* **Challenge A**: Rename "windmill blade" to "rotor blade" in the records, starting with their first line and going on through the line with "<point>271,63</point>". Give those lines back with nothing else changed, and leave the pictures out.

Remembering the Great Pan-Africanist Marcus Garvey on his Birthday

-A +A

[Marcus Mosiah Garvey]
UNIA: "Marcus Garvey 1887-1940 was born in St. Ann's Bay, Jamaica, on August 17, 1887, was the youngest of 11 children."
Photo: YouTube

Today is the birthday of the great Pan-Africanist the Honorable Marcus Mosiah Garvey.

The Universal Negro Improvement Association, (UNIA), founded by Garvey represented the largest mass movement of Black people around the world in history.

Garvey in combining the entrepreneurial teachings of Booker T. Washington, and the African-centered ideology of the early Pan-Africanist giant Edward Wilmot Blyden, became one of the greatest Black leaders of the 20th Century.

The following is an excerpt--from the UNIA website: a historical biographical outline and timeline of Gravey's life:

Marcus Garvey 1887-1940 was born in St. Ann's Bay, Jamaica, on August 17, 1887, was the youngest of 11 children. Garvey moved to Kingston at the age of 14, found work in a printshop, and became acquainted with the abysmal living conditions of the laboring class. He quickly involved himself in social reform, participating in the first Printers' Union strike in Jamaica in 1907 and in setting up the newspaper The Watchman.

Leaving the island to earn money to finance his projects, he visited Central and South America, amassing evidence that Black people everywhere were victims of discrimination. He visited the Panama Canal Zone and saw the conditions under which the West Indians lived and worked. He went to Ecuador, Nicaragua, Honduras, Colombia and Venezuala.

Everywhere, Blacks were experiencing great hardships.

Garvey returned to Jamaica distressed at the situation in Central America, and appealed to Jamaica's colonial government to help improve the plight of West Indian workers in Central America. His appeal fell on deaf ears.

Garvey also began to lay the groundwork of the Universal Negro Improvement Association, to which he was to devote his life. Undaunted by lack of enthusiasm for his plans, Garvey left for England in 1912 in search of additional financial backing. While there, he met a Sudanese-Egyptian journalist, Duse Mohammed Ali.

While working for Ali's publication African Times and Oriental Review, Garvey began to study the history of Africa, particularly, the exploitation of Black peoples by colonial powers. He read Booker T. Washington's "Up From Slavery," which advocated Black self-help.

In 1914 Garvey organized the Universal Negro Improvement Association and its coordinating body, the African Communities League. In 1920 the organization held its first convention in New York. The convention opened with a parade down Harlem's Lenox Avenue. That evening, before a crowd of 25,000, Garvey outlined his plan to build an African nation-state.

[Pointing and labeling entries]
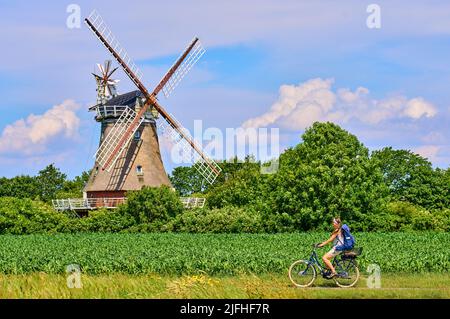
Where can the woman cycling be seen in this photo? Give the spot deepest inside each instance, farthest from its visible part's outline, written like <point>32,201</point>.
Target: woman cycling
<point>338,241</point>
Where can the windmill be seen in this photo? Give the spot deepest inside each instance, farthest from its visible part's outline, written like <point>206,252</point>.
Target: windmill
<point>128,156</point>
<point>106,87</point>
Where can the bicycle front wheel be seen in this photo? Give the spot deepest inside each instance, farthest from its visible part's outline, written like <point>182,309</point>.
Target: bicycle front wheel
<point>347,273</point>
<point>302,273</point>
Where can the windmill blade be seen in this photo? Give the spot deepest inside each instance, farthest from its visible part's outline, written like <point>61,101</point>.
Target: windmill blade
<point>98,26</point>
<point>112,146</point>
<point>180,68</point>
<point>111,73</point>
<point>207,167</point>
<point>101,68</point>
<point>117,142</point>
<point>107,66</point>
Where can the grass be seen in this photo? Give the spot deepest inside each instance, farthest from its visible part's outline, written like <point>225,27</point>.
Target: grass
<point>212,254</point>
<point>41,285</point>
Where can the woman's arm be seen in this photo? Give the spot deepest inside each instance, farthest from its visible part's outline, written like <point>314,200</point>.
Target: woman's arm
<point>332,237</point>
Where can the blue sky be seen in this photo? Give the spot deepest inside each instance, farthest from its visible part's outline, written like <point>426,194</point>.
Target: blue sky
<point>271,63</point>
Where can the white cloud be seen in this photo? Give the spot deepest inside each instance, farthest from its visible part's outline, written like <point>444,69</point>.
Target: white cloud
<point>418,107</point>
<point>34,134</point>
<point>298,106</point>
<point>428,151</point>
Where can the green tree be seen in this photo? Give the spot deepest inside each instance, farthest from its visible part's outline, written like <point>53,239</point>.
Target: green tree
<point>329,174</point>
<point>50,181</point>
<point>412,178</point>
<point>73,188</point>
<point>22,186</point>
<point>152,205</point>
<point>186,180</point>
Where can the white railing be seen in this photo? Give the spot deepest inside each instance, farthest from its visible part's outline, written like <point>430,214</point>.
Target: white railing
<point>95,203</point>
<point>193,202</point>
<point>87,203</point>
<point>109,110</point>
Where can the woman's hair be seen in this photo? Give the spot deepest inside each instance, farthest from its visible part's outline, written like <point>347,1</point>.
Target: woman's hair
<point>337,220</point>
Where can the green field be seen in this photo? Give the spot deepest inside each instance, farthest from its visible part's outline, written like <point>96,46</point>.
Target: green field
<point>176,254</point>
<point>413,265</point>
<point>40,285</point>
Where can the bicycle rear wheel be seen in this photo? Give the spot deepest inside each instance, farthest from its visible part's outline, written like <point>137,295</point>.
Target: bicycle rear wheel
<point>302,273</point>
<point>347,273</point>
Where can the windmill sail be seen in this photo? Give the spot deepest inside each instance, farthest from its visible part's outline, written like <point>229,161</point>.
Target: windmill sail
<point>115,144</point>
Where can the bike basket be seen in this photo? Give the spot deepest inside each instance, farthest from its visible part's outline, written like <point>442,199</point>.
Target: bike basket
<point>353,253</point>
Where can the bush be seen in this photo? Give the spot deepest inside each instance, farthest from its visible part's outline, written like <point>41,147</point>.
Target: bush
<point>104,220</point>
<point>25,216</point>
<point>404,216</point>
<point>151,205</point>
<point>220,220</point>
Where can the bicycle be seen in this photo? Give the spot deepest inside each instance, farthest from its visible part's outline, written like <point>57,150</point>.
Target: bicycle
<point>303,273</point>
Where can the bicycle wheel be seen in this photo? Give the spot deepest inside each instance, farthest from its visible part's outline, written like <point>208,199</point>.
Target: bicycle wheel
<point>347,273</point>
<point>302,273</point>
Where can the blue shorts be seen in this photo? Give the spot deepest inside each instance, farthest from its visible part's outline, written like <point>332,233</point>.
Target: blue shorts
<point>333,252</point>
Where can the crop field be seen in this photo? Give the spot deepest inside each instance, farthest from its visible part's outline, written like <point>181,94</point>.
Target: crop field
<point>211,254</point>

* **Challenge B**:
Answer these questions from the Marcus Garvey text:
(i) At what age did Garvey move to Kingston?
(ii) In what year did Garvey leave for England?
(iii) How large was the crowd before which Garvey outlined his plan on the evening of the 1920 convention?

* **Reply A**:
Where can the woman cycling be seen in this photo? Give the spot deepest inside each instance, farthest from its visible part's outline, written like <point>32,201</point>.
Target: woman cycling
<point>338,241</point>
Where can the windmill be seen in this photo? Give the spot deepest inside each instance, farthest from its visible part's outline, written like <point>206,252</point>.
Target: windmill
<point>128,156</point>
<point>106,87</point>
Where can the bicycle front wheel be seen in this photo? Give the spot deepest inside each instance, farthest from its visible part's outline, written like <point>182,309</point>.
Target: bicycle front wheel
<point>347,273</point>
<point>302,273</point>
Where can the rotor blade be seen in this photo? Give the spot deepest inside each instance, farthest from its visible part's outline, written like <point>61,101</point>.
Target: rotor blade
<point>98,26</point>
<point>112,146</point>
<point>180,68</point>
<point>111,73</point>
<point>207,167</point>
<point>101,68</point>
<point>117,142</point>
<point>107,66</point>
Where can the grass be seen in this photo? Give the spot deepest inside each instance, farthest from its visible part's outline, written like <point>225,27</point>.
Target: grass
<point>212,254</point>
<point>41,285</point>
Where can the woman's arm be seen in this photo? Give the spot deepest inside each instance, farthest from its visible part's outline, written like <point>314,200</point>.
Target: woman's arm
<point>332,237</point>
Where can the blue sky be seen in this photo? Give the spot deepest inside each instance, farthest from its visible part's outline, written like <point>426,194</point>.
Target: blue sky
<point>271,63</point>

* **Reply B**:
(i) At 14.
(ii) 1912.
(iii) 25,000.